Retype the rows word for word, from the first one through the line that contains "[[609, 397]]".

▼

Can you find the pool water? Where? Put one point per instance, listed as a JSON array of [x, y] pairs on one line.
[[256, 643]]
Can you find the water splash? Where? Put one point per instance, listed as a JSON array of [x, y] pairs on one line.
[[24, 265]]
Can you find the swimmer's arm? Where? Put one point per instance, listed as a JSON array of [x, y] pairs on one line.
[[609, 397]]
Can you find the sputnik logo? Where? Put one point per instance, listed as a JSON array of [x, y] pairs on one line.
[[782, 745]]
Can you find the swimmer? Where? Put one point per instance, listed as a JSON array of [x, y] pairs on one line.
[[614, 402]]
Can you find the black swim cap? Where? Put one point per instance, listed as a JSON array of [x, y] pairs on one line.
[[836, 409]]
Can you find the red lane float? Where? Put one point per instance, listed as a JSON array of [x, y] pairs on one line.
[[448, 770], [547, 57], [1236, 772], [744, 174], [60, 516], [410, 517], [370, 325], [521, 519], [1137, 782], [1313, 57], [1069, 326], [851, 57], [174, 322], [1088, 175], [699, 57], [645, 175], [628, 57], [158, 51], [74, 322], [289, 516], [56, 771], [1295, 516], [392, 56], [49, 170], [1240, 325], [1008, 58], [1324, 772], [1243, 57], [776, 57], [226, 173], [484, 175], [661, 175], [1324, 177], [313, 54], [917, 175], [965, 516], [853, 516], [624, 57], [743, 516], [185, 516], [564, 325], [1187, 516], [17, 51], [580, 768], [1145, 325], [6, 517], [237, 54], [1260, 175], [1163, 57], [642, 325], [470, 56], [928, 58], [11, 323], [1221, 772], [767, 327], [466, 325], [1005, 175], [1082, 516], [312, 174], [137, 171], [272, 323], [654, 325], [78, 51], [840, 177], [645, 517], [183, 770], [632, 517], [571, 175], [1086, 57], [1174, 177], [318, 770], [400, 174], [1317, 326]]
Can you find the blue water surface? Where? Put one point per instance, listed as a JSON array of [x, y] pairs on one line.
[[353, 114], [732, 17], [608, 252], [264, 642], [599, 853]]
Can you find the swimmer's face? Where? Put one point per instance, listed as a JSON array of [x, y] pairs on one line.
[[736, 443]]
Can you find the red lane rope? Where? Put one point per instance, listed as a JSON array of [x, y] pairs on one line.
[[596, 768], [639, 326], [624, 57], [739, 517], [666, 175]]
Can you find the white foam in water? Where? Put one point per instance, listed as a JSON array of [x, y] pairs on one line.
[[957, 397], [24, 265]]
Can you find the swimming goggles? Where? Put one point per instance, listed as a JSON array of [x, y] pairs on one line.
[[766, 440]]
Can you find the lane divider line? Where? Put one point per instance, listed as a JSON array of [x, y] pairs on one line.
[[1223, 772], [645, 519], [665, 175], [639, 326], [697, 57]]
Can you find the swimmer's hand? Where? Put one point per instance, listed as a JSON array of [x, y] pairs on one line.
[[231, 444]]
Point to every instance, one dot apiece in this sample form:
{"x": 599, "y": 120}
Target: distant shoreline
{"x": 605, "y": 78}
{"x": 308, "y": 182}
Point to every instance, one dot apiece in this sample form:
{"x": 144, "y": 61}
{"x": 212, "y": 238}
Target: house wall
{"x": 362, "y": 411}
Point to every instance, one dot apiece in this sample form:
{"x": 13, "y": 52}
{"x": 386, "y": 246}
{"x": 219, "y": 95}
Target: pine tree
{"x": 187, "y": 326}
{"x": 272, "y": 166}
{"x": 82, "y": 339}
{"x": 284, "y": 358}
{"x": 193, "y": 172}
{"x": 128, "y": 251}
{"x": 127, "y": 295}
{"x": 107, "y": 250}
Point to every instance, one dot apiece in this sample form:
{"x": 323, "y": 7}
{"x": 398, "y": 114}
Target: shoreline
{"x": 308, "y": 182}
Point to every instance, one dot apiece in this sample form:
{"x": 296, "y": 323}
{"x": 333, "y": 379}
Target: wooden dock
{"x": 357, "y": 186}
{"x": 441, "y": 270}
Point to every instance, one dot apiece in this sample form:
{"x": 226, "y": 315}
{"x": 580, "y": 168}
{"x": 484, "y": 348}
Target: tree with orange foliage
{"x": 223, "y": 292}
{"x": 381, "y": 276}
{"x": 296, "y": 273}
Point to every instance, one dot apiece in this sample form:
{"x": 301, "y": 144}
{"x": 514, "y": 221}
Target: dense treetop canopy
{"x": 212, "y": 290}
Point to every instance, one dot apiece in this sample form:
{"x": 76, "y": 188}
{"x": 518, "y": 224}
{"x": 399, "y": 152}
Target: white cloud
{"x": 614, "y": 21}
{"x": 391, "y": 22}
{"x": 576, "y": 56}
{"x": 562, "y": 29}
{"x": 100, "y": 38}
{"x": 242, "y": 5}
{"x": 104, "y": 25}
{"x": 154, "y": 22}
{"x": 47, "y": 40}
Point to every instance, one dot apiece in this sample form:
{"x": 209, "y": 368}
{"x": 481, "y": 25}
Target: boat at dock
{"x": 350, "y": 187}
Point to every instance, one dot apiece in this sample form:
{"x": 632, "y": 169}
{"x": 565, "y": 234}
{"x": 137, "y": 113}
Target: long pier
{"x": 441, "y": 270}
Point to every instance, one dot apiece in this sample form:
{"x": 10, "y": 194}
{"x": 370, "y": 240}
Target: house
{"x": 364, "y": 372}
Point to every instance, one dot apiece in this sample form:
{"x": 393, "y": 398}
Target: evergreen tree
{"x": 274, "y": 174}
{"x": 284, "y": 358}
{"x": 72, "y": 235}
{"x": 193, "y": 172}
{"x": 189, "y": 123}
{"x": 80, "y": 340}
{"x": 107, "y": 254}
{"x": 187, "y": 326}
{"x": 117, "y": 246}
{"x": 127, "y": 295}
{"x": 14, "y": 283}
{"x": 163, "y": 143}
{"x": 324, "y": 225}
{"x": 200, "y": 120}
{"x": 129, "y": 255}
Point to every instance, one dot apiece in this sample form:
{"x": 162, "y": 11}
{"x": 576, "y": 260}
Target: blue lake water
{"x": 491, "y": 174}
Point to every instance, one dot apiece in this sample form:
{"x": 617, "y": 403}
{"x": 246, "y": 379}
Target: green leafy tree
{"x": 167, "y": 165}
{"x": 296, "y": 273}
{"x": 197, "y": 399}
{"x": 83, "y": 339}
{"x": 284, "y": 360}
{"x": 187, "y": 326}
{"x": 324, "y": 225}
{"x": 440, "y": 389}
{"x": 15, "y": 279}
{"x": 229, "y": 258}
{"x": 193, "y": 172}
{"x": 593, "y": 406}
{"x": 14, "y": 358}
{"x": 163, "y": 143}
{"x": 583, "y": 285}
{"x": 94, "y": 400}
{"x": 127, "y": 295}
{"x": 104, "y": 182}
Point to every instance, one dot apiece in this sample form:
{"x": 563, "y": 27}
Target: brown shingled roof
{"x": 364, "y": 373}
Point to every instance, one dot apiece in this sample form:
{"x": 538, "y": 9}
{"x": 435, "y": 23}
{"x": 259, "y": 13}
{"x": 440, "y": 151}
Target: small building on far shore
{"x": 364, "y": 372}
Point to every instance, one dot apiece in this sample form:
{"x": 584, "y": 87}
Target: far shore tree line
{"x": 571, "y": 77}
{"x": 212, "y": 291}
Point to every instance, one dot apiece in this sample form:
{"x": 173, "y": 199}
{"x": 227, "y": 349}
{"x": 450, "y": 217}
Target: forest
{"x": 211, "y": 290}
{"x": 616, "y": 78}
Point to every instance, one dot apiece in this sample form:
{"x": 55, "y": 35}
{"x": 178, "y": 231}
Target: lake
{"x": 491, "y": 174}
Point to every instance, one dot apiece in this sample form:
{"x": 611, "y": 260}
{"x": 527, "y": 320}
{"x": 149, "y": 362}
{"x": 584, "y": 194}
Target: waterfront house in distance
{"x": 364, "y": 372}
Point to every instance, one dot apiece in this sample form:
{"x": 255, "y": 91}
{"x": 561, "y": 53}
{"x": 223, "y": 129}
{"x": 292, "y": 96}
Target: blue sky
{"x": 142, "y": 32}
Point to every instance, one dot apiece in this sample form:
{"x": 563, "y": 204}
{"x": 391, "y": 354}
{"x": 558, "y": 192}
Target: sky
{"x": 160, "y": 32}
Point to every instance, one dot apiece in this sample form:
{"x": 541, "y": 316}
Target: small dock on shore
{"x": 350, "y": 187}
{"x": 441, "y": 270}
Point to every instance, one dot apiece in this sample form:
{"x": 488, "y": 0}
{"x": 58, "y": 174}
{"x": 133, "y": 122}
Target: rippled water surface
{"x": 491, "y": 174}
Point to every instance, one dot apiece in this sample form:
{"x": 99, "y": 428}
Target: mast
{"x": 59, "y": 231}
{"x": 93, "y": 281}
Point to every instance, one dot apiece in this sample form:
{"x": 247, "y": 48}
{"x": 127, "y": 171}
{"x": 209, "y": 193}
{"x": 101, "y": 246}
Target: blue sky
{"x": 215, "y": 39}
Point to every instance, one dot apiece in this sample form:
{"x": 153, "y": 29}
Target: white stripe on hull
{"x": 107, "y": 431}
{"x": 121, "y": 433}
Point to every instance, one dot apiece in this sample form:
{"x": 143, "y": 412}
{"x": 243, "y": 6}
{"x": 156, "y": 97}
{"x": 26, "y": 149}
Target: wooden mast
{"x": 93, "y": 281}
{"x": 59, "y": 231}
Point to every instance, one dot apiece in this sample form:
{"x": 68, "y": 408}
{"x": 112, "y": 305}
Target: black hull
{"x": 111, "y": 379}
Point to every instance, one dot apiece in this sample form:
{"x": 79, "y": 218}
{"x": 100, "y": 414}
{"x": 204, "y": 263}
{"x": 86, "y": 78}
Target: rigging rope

▲

* [SOLUTION TO THE PROBLEM]
Can you find the pool water? Where? Put one point per instance, listed as a JSON array of [x, y] pairs on one line.
[[256, 643]]
Can you find the water splash? Where? Put one point per instance, listed as a JSON array of [x, y] pairs on one line.
[[24, 265]]
Can you find the swimmer's arm? Where? Put one point per instance, listed as a JSON array of [x, y] pairs on one line.
[[609, 397]]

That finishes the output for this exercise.